- [Trecho fornecido]:
As notícias vindas hoje a público sobre a situação do grupo AdP poderiam e deveriam levar a tê-lo como um study case do universo empresarial público. É que a AdP não é um grupo empresarial qualquer. Pela sua dimensão (ver aqui o organograma), pelo seu volume de negócios, mas sobretudo pela essencialidade das actividades que desenvolve (águas, resíduos e energia) é seguramente o mais importante conglomerado de empresas dominadas pelo Estado.
Assente em legislação que definiu, num dos governos do Professor Cavaco Silva, o modelo de gestão de adução e tratamento para distribuição de água destinada ao consumo público, foi nos governos do Engenheiro António Guterres, mas sobretudo no tempo do Engenheiro Sócrates como Ministro do Ambiente e do Engenheiro Mário Lino como presidente da AdP que o grupo se consolidou muito à custa de um perfeito entendimento estratégico entre os dois.
Há muito que se reclama pela reestruturação deste modelo. Porque se num determinado momento foi importante - reconheça-se - a estratégia de apostar direcção centralizada da gestão da água em alta, com o sucesso medido pela elevada taxa de cobertura no abastecimento com qualidade, não se percebe que razões levam a manter fechado o sector ao mercado, mas também nalguns casos às autarquias com condições para uma gestão mais eficaz e mais próxima das necessidades das populações.

- [Tarefa 1]: Segundo o trecho, em que atividades o grupo AdP trabalha?

[Entradas do conjunto de dados de apontamento]
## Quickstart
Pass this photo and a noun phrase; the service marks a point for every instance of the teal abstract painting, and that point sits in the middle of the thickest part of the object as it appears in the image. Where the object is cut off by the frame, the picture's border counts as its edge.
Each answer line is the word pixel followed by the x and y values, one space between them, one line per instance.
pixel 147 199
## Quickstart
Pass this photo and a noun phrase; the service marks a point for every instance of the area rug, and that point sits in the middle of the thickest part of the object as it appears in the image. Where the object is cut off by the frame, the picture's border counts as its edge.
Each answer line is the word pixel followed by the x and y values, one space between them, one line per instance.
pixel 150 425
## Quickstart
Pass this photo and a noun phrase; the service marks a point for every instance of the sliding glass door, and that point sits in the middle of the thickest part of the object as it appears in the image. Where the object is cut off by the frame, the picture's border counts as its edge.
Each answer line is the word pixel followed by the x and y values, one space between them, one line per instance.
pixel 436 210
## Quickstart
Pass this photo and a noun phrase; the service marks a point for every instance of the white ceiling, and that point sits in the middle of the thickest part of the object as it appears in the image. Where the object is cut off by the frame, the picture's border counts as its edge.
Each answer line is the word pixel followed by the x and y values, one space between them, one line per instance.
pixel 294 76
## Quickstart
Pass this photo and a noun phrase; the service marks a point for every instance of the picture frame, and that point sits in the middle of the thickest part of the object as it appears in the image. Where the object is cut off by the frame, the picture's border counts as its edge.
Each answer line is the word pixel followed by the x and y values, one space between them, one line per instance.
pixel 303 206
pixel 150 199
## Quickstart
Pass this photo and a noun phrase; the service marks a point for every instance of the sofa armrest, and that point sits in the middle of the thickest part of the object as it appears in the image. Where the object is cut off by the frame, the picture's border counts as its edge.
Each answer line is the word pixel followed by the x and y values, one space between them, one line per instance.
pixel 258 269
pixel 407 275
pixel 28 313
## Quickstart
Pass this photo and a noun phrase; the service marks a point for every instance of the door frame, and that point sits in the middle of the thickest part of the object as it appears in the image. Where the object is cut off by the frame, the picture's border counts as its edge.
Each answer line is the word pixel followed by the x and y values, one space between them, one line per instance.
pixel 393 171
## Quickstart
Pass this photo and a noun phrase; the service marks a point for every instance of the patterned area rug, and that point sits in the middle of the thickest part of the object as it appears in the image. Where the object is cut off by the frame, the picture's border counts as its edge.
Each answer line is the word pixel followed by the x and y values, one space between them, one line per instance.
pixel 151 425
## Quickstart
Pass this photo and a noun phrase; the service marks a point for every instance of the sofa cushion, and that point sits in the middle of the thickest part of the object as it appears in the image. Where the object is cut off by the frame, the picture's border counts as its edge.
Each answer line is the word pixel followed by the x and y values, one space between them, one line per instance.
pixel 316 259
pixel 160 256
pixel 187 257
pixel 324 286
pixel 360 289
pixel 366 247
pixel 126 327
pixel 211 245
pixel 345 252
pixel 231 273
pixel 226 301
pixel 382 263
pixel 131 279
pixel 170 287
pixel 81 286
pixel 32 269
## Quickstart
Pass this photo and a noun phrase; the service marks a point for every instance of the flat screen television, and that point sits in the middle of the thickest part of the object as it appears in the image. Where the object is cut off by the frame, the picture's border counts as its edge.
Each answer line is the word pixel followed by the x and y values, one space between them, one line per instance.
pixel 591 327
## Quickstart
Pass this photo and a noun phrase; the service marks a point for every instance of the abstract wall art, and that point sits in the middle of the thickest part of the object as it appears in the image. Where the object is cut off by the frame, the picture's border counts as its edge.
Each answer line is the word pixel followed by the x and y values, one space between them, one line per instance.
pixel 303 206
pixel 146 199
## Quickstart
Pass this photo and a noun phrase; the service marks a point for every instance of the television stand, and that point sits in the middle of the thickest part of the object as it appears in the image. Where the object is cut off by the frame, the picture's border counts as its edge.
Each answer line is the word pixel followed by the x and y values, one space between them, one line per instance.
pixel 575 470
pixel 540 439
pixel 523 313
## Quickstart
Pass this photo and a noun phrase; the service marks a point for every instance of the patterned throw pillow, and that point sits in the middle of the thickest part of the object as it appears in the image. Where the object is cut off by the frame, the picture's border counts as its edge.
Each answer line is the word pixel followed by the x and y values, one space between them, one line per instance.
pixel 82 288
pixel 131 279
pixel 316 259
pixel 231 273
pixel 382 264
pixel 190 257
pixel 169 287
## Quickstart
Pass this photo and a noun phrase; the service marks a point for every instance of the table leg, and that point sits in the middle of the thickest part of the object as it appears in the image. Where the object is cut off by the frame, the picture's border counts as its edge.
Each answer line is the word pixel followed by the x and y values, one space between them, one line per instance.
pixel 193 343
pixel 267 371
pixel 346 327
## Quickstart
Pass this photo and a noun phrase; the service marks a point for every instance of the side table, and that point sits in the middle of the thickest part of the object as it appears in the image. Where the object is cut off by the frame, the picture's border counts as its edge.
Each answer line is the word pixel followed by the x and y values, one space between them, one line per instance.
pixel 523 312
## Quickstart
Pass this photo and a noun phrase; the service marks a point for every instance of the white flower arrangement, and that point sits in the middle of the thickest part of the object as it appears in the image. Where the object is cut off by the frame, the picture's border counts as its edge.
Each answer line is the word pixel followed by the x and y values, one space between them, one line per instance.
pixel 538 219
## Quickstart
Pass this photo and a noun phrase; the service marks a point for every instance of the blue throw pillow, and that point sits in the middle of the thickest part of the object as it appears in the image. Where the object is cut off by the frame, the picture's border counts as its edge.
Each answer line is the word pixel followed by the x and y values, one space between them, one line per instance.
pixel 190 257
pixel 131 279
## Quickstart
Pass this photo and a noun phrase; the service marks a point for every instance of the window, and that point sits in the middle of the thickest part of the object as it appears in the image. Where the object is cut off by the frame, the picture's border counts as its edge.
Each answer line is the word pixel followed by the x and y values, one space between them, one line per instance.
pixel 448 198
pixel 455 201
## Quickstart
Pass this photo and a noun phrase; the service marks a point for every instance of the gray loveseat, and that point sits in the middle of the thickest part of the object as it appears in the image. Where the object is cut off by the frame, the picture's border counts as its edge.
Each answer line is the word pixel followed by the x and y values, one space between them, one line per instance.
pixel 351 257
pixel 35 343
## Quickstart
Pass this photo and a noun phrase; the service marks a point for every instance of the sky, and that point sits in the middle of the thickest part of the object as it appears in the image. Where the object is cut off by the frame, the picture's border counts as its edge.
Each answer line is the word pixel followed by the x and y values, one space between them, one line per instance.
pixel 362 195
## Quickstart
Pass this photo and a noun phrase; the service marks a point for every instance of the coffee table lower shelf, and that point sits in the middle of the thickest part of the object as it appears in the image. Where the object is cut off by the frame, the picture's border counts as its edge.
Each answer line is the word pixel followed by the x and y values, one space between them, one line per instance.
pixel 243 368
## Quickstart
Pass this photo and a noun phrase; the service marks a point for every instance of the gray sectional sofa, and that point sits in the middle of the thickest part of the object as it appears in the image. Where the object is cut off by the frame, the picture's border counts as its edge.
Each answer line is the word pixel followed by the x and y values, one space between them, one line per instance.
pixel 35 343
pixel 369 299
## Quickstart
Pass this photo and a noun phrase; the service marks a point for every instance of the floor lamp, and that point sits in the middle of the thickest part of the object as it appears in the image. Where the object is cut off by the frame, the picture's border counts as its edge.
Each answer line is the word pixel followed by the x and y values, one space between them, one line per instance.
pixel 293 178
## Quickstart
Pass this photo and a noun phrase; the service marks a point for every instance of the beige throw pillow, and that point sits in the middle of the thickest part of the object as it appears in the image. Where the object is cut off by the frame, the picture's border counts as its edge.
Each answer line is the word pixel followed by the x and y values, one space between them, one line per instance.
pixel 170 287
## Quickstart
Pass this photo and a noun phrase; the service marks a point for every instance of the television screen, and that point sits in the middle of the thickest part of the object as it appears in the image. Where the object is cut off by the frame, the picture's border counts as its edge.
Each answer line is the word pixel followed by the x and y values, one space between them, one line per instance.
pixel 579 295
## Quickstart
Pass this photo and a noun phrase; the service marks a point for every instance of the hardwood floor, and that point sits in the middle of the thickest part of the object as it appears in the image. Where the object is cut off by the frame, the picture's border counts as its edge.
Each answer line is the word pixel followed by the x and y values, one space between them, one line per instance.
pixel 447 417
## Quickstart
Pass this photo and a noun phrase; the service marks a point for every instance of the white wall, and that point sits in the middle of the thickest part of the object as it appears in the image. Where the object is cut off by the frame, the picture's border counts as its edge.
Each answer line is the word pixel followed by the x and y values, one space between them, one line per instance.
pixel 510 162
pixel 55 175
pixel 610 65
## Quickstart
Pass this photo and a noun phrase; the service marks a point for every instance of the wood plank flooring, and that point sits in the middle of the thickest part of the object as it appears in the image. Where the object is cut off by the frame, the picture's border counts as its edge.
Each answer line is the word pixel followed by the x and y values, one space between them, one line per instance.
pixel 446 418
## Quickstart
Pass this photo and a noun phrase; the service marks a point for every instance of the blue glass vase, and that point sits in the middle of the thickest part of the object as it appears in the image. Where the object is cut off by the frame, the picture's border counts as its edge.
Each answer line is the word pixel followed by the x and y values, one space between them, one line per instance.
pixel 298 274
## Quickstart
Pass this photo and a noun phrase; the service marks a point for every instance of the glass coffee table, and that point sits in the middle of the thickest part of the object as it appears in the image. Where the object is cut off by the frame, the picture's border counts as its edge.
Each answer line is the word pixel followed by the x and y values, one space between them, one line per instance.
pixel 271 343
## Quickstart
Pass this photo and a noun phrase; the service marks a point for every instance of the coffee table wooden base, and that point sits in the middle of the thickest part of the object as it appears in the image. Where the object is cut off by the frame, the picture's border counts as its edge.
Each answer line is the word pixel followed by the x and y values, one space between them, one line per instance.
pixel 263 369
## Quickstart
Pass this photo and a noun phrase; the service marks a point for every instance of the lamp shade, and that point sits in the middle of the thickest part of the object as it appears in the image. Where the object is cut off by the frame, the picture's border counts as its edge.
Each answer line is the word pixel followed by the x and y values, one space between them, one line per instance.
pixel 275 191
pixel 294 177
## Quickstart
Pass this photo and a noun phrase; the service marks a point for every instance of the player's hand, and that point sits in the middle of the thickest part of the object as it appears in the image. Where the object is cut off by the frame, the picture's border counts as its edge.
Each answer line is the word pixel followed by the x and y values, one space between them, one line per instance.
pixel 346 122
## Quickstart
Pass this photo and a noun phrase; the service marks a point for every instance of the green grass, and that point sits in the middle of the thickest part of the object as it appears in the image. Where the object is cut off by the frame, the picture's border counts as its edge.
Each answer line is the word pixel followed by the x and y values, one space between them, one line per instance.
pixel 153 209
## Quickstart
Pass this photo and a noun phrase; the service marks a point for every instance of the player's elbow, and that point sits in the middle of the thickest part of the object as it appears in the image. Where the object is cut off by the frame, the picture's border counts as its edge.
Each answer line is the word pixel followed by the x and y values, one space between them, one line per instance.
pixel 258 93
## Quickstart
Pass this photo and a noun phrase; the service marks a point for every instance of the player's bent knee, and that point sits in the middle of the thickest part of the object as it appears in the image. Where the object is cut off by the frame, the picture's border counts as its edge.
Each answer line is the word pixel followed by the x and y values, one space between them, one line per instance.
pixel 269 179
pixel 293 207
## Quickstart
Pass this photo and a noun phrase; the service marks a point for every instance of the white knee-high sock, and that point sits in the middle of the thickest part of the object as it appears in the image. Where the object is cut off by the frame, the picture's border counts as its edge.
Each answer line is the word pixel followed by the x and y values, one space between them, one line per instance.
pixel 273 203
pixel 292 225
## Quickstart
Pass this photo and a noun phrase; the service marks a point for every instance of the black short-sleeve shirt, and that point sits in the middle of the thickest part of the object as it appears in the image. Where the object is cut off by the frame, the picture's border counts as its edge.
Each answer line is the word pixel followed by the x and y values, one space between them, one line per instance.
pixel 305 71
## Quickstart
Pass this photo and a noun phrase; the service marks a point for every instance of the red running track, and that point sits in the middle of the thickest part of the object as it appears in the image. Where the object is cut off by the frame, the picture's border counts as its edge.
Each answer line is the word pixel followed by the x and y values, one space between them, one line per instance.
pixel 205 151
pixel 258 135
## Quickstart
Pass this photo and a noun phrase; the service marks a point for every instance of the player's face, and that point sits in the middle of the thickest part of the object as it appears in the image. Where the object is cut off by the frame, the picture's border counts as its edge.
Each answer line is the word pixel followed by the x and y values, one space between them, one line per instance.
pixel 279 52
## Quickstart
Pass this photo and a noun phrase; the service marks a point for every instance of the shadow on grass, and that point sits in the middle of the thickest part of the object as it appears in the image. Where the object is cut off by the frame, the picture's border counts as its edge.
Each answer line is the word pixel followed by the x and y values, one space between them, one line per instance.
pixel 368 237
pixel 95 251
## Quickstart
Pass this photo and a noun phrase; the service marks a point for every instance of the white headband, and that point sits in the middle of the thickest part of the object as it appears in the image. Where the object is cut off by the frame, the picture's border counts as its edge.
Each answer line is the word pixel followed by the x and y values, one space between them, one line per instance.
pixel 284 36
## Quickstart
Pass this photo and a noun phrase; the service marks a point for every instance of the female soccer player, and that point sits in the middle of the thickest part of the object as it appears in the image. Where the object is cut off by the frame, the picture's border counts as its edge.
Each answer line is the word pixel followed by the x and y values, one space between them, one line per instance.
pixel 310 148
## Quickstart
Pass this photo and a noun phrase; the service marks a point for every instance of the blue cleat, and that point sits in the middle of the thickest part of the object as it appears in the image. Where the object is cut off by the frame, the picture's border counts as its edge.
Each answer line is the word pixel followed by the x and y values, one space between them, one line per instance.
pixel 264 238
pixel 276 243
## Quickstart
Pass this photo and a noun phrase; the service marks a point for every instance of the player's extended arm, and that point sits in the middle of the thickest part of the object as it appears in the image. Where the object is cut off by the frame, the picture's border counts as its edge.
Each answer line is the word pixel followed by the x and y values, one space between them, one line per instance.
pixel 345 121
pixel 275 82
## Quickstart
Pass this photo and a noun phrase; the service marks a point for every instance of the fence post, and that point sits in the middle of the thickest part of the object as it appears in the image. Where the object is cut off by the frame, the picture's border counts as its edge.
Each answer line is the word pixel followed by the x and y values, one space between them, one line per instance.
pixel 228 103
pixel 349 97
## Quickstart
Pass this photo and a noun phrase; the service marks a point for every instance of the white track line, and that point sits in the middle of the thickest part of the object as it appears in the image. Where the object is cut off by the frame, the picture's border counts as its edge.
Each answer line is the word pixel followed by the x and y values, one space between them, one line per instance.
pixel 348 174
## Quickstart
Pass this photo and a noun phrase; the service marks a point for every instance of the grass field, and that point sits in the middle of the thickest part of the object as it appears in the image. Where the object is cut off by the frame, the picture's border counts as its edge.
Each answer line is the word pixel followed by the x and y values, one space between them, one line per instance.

- [Tarefa 2]: Formate como uma lista JSON de strings, uma por linha e sem as linhas em branco, a parte das entradas que vai do começo delas até a linha que contém "pixel 150 199", incluindo essa linha.

- [Resposta do exercício 1]: Águas, resíduos e energia.

- [Resposta do exercício 2]:
[
  "## Quickstart",
  "Pass this photo and a noun phrase; the service marks a point for every instance of the teal abstract painting, and that point sits in the middle of the thickest part of the object as it appears in the image. Where the object is cut off by the frame, the picture's border counts as its edge.",
  "Each answer line is the word pixel followed by the x and y values, one space between them, one line per instance.",
  "pixel 147 199",
  "## Quickstart",
  "Pass this photo and a noun phrase; the service marks a point for every instance of the area rug, and that point sits in the middle of the thickest part of the object as it appears in the image. Where the object is cut off by the frame, the picture's border counts as its edge.",
  "Each answer line is the word pixel followed by the x and y values, one space between them, one line per instance.",
  "pixel 150 425",
  "## Quickstart",
  "Pass this photo and a noun phrase; the service marks a point for every instance of the sliding glass door, and that point sits in the middle of the thickest part of the object as it appears in the image. Where the object is cut off by the frame, the picture's border counts as its edge.",
  "Each answer line is the word pixel followed by the x and y values, one space between them, one line per instance.",
  "pixel 436 210",
  "## Quickstart",
  "Pass this photo and a noun phrase; the service marks a point for every instance of the white ceiling, and that point sits in the middle of the thickest part of the object as it appears in the image. Where the object is cut off by the frame, the picture's border counts as its edge.",
  "Each answer line is the word pixel followed by the x and y values, one space between them, one line per instance.",
  "pixel 294 76",
  "## Quickstart",
  "Pass this photo and a noun phrase; the service marks a point for every instance of the picture frame, and that point sits in the middle of the thickest part of the object as it appears in the image. Where the object is cut off by the frame, the picture's border counts as its edge.",
  "Each answer line is the word pixel followed by the x and y values, one space between them, one line per instance.",
  "pixel 303 206",
  "pixel 150 199"
]